--- START OF Data supplied ---

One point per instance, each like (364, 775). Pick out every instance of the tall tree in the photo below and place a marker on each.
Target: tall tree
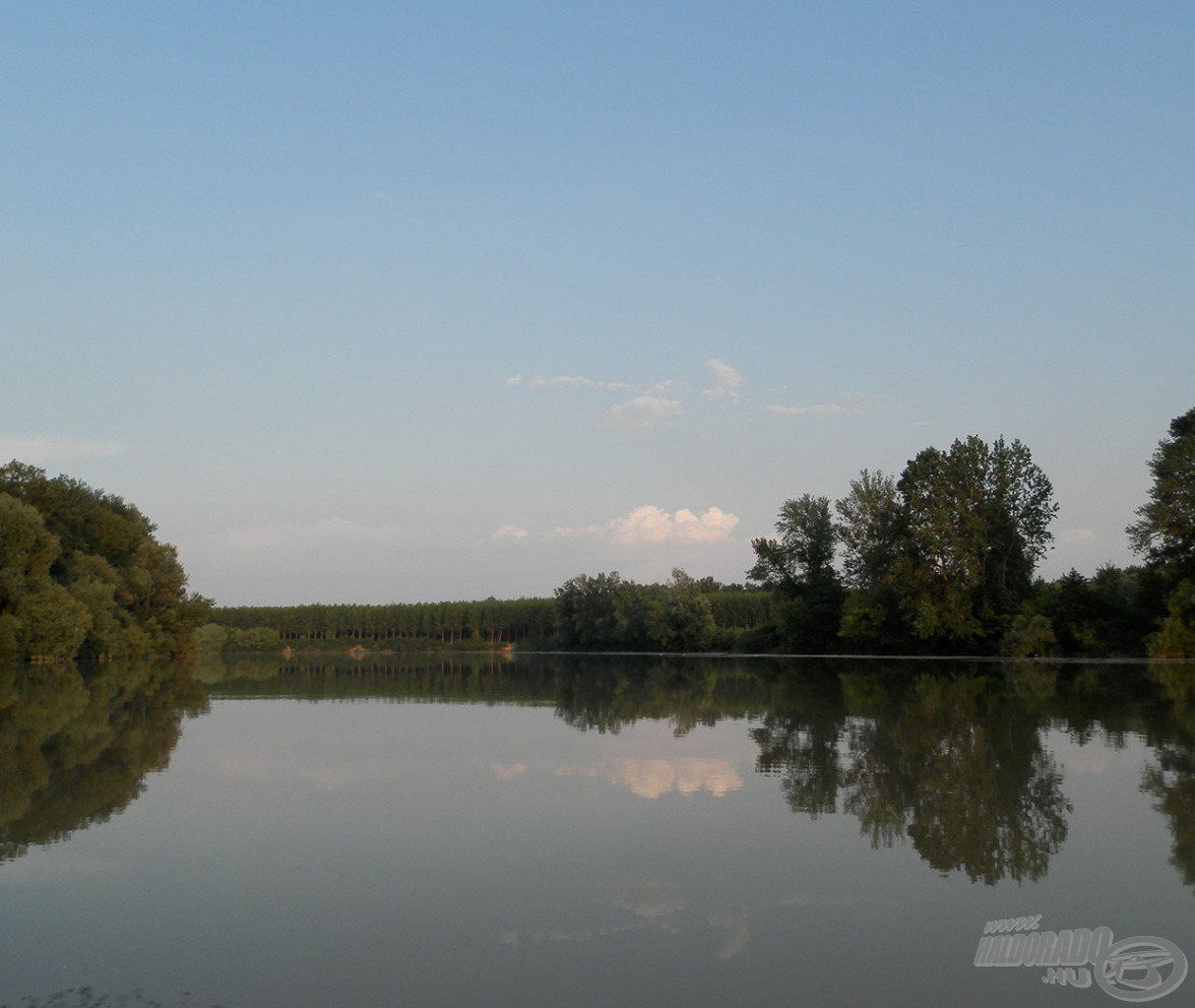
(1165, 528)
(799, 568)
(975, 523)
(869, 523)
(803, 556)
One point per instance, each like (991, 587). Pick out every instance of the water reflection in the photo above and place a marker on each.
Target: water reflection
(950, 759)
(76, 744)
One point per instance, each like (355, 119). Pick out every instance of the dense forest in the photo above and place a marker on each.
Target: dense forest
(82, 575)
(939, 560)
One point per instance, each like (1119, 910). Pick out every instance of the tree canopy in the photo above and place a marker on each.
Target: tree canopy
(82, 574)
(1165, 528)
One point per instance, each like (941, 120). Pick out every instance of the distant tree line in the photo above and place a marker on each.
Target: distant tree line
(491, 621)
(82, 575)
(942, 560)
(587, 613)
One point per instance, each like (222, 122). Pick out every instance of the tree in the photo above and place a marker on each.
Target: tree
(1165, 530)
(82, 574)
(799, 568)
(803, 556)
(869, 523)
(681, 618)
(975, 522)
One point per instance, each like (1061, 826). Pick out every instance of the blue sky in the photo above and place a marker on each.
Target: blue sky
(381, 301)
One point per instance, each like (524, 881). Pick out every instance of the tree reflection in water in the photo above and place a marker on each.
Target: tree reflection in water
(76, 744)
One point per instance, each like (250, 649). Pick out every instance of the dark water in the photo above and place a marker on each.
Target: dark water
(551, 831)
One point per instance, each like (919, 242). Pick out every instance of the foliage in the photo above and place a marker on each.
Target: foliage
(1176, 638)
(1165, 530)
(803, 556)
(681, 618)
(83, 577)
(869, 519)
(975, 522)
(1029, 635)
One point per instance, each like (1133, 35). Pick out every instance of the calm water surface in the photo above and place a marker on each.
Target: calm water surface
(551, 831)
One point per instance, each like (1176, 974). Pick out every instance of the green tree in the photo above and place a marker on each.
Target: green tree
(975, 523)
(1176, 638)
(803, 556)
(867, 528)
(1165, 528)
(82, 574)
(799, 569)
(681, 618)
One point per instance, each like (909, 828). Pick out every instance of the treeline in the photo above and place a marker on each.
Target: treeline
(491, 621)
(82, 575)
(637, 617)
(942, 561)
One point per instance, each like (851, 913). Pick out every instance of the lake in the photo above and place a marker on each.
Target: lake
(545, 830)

--- END OF Data supplied ---

_Task_:
Return each line of the data, keeping its wording exact and omitting pictures.

_Response to this task_:
One point per instance, each like (364, 775). Pick out every instance of the tall tree in the photo below and place a marker on each.
Target: tall tree
(1165, 528)
(799, 568)
(975, 523)
(869, 523)
(803, 556)
One point per instance, each like (991, 587). Pick out every instance of the water reflection in the photo above and place a marker on each.
Target: water reflection
(950, 759)
(76, 744)
One point per instance, each like (355, 119). Pick out every instance of the dense forest in the photo above and place a marker on each.
Target: dense forest
(82, 575)
(939, 560)
One point per instance, each like (1119, 910). Pick out every instance of the tree canopy in the photo above and place a marker on each.
Target: tree canopy
(82, 574)
(1165, 528)
One point per instance, each like (941, 120). Pick out every instance of the distant tree line in the photo above and place a marker on each.
Target: distant tree line
(491, 621)
(82, 575)
(942, 560)
(587, 613)
One point per instance, each like (222, 122). Pick out every instance of the tree in the photo above and place a marker on each.
Target: tree
(1165, 530)
(82, 574)
(799, 568)
(803, 556)
(869, 523)
(681, 618)
(975, 522)
One point per instance, each like (1061, 826). Pick out every instance of the blue sky in the photo above and place a marker on each.
Target: blue sky
(381, 301)
One point per instance, each like (524, 881). Pick out every instance of the tree reflection in water in the photo above and place a marker on each.
Target: tree reflection in water
(76, 744)
One point per instance, each like (250, 649). Pick out every instance of the dark water in the photo above and place a marker on each.
Target: dark water
(551, 831)
One point per instance, each like (919, 242). Pick out every instance of the foliage in the photo above and place a marker on each.
Target: foliage
(1176, 638)
(1165, 530)
(803, 556)
(681, 618)
(83, 577)
(869, 519)
(975, 522)
(1029, 635)
One point per instance, each like (1133, 35). Pick out every instance of the calm water surface in the photo above and place a marker on each.
Target: calm water surface
(551, 831)
One point per instance, each like (1176, 974). Pick out every instance of the green tree in the photo above and place a marker on each.
Target: green tree
(975, 523)
(1176, 638)
(803, 556)
(867, 528)
(1165, 528)
(82, 574)
(799, 569)
(681, 618)
One point per instance, each like (909, 828). Pick out every instance of the treeline in the photo above and place a marker on each.
Target: treeline
(491, 621)
(82, 575)
(637, 617)
(942, 561)
One point per instance, each like (851, 913). Pick out every instance of the lake in the photo above and place a marker on each.
Target: lake
(545, 830)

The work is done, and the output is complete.